*BRIEF:* Copy only what runs from the line containing "Target: low floral arrangement" through the end of the material below, line for line, with both ends included.

*TASK DATA:*
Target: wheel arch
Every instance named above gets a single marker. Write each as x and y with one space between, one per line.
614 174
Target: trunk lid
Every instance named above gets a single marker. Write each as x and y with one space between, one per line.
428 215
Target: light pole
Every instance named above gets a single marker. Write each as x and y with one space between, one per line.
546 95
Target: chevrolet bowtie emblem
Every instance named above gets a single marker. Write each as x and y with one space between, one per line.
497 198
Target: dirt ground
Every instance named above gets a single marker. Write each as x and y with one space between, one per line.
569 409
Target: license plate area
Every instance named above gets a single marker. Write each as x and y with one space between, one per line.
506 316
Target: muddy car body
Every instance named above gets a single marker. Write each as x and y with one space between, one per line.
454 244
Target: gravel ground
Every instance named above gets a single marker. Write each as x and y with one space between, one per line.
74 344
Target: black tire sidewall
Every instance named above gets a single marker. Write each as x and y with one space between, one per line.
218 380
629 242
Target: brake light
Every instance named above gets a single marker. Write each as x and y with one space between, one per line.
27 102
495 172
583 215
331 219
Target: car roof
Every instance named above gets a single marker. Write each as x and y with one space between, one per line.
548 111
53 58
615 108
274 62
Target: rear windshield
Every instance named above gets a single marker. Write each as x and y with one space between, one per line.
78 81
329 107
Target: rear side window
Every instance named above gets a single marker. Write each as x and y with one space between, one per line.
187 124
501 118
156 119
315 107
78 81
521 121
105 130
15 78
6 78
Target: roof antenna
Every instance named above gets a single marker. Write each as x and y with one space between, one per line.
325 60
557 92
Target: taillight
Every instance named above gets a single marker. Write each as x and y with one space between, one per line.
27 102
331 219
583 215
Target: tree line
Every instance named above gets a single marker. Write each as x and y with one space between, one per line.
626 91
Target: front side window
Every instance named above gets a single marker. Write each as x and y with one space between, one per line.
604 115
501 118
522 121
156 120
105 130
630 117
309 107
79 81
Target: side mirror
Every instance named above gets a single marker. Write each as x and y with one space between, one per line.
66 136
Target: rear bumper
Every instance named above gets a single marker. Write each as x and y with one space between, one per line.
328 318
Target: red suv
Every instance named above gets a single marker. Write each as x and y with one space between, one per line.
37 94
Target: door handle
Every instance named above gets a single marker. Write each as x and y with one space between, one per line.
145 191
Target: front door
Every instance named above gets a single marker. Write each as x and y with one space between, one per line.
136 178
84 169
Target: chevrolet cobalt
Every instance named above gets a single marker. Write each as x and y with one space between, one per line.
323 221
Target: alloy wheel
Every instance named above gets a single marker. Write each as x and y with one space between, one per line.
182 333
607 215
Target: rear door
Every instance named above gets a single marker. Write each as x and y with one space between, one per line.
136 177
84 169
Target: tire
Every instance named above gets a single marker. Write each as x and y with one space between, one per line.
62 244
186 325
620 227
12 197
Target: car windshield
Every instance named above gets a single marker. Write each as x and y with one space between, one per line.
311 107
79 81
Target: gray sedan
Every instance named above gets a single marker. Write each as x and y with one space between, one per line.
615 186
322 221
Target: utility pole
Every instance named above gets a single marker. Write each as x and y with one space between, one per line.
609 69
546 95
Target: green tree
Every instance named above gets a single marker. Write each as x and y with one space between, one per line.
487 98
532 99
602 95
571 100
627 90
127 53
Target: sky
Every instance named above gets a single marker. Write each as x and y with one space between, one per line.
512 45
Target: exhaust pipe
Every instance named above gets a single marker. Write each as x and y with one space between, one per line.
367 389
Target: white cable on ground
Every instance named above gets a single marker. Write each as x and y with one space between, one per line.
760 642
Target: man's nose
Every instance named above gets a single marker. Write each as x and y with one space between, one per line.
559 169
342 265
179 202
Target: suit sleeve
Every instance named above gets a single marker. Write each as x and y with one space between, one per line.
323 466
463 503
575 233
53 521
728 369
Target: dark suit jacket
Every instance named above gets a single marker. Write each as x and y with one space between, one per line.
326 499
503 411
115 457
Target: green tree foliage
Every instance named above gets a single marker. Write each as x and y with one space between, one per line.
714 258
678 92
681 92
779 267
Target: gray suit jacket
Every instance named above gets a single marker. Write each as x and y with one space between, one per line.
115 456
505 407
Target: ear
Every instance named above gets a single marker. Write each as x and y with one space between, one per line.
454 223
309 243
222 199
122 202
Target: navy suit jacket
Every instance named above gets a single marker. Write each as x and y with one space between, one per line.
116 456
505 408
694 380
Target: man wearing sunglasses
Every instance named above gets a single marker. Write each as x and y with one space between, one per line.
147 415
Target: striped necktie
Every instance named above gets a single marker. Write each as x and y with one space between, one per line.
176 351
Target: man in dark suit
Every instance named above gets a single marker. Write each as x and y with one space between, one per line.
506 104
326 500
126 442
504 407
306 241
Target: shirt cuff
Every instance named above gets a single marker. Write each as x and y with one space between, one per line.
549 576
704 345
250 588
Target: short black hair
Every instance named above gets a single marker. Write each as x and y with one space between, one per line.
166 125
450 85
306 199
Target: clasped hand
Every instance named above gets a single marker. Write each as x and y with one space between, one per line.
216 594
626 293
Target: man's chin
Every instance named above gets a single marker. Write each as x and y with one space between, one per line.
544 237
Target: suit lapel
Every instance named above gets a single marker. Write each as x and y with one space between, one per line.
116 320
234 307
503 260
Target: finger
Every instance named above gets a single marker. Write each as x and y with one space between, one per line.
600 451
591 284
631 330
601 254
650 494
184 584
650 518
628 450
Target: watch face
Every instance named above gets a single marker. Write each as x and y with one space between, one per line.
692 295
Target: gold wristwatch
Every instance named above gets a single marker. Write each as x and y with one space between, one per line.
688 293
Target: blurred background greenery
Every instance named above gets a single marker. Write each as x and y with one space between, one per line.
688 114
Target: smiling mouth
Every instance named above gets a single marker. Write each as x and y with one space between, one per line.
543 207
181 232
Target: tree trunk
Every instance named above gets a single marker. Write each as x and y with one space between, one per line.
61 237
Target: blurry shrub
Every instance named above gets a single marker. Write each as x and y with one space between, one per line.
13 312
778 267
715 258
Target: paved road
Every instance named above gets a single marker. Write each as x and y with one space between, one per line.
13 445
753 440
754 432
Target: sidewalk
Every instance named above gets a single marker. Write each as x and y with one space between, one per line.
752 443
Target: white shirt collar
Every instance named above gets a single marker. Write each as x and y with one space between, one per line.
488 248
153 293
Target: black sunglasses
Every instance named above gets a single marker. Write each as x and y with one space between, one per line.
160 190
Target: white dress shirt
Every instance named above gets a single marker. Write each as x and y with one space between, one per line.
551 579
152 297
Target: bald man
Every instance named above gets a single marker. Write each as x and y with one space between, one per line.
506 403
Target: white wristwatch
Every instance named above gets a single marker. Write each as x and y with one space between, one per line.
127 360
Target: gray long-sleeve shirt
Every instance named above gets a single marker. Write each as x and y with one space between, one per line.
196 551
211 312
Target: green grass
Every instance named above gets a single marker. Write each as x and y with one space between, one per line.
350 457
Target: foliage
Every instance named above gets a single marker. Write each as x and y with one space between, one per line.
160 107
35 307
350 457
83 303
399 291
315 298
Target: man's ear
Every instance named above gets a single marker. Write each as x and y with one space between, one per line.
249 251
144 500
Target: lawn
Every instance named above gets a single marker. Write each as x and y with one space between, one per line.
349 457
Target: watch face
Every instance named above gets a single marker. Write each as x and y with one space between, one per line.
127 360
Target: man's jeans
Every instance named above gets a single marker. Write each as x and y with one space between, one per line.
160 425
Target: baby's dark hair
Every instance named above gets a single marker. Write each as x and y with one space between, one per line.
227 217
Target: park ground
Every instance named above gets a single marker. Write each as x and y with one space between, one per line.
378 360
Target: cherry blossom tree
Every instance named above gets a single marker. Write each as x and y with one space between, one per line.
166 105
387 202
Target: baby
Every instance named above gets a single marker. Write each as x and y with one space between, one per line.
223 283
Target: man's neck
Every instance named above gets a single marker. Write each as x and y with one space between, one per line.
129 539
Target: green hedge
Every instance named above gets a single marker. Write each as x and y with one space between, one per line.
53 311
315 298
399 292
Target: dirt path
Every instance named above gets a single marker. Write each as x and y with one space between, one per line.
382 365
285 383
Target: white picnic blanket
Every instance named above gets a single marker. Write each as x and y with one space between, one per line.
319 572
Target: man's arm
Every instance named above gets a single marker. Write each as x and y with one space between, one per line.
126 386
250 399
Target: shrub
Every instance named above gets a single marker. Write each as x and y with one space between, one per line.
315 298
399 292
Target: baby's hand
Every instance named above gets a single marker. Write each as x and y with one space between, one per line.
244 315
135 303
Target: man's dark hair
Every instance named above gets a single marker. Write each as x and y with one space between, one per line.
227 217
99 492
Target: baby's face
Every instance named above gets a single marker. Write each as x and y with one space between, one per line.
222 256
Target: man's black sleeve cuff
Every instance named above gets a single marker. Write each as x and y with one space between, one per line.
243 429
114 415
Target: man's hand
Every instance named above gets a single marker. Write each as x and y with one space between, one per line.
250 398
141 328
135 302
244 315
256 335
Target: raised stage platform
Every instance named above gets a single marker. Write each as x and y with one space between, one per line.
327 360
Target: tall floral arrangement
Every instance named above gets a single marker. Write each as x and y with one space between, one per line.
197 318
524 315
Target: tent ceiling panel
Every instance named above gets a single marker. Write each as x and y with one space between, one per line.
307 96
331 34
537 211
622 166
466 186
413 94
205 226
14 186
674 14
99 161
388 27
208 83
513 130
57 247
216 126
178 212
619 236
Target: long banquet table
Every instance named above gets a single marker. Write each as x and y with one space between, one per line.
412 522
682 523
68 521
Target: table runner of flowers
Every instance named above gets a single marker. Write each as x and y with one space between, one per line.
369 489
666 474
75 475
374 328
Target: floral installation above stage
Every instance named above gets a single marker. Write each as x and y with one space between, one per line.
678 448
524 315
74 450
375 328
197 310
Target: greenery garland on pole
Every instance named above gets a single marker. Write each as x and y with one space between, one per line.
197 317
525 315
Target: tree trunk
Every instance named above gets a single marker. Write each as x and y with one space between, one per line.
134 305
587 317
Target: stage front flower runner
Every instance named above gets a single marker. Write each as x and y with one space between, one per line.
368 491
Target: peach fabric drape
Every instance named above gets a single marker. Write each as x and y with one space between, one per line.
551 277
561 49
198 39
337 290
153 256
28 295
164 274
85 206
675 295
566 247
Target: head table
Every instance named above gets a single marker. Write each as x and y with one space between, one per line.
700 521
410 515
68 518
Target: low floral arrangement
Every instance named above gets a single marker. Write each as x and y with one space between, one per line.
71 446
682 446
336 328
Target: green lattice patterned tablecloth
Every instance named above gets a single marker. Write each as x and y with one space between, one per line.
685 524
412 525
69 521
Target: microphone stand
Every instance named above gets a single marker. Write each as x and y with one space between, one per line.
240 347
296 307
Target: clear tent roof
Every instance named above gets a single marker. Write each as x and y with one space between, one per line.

*EXERCISE OUTPUT:*
Target: low floral arrangement
Every instance named above gets a single marker. Write each as x and y with one space between, one per line.
71 446
682 446
336 328
Target: green lattice patterned tablecloth
Every instance named above gets a single marker. Write each as x and y with one space between, one per line.
685 524
412 525
69 521
Target: microphone stand
Every instance named above gets a single marker. Write each as x and y with one space between, one per line.
240 347
296 307
Target: clear tent roof
Every instance named above gets a single marker. Write each as x and y with one space between, one per line.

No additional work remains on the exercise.